Location identification items:
▬▬▬▬▬▬

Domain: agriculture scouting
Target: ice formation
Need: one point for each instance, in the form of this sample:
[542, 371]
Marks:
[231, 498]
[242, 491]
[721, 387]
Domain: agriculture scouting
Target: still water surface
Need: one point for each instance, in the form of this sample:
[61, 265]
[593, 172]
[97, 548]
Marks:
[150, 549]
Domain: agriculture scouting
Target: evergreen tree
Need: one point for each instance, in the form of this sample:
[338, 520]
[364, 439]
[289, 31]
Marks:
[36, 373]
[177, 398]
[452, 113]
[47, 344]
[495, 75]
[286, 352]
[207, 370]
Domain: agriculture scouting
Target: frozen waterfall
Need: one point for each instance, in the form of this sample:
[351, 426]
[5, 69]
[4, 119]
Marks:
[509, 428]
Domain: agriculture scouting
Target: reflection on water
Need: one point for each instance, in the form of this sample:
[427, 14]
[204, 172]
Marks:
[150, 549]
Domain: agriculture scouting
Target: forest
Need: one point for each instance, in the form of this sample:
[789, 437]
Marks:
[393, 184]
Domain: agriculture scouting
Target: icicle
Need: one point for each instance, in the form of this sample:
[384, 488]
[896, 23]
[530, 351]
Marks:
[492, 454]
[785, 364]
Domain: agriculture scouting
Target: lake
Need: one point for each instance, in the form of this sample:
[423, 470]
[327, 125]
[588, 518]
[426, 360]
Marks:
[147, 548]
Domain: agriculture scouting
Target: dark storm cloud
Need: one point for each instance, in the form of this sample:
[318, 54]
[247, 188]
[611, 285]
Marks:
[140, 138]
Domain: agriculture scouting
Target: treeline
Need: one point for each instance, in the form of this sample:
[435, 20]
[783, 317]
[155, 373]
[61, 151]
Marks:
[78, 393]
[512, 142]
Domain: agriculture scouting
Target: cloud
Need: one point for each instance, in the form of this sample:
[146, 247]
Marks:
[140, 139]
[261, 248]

▬▬▬▬▬▬

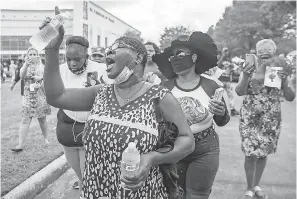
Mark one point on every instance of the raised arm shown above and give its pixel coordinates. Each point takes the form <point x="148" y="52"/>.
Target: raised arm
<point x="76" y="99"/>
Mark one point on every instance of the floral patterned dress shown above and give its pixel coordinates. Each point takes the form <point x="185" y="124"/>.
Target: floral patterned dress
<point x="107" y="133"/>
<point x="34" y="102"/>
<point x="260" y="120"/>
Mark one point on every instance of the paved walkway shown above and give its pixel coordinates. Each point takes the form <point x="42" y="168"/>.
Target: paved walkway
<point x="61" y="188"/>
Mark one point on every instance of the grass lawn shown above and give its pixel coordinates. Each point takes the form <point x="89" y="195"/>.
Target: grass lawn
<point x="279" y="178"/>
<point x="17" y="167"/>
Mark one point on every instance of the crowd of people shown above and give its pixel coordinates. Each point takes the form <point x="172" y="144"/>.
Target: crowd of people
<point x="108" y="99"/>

▬▬▬▬▬▬

= WHAT IS BEING ASKED =
Count the lines in the records above that contain the string "floral". Give only the number.

= FULL SOLUTION =
2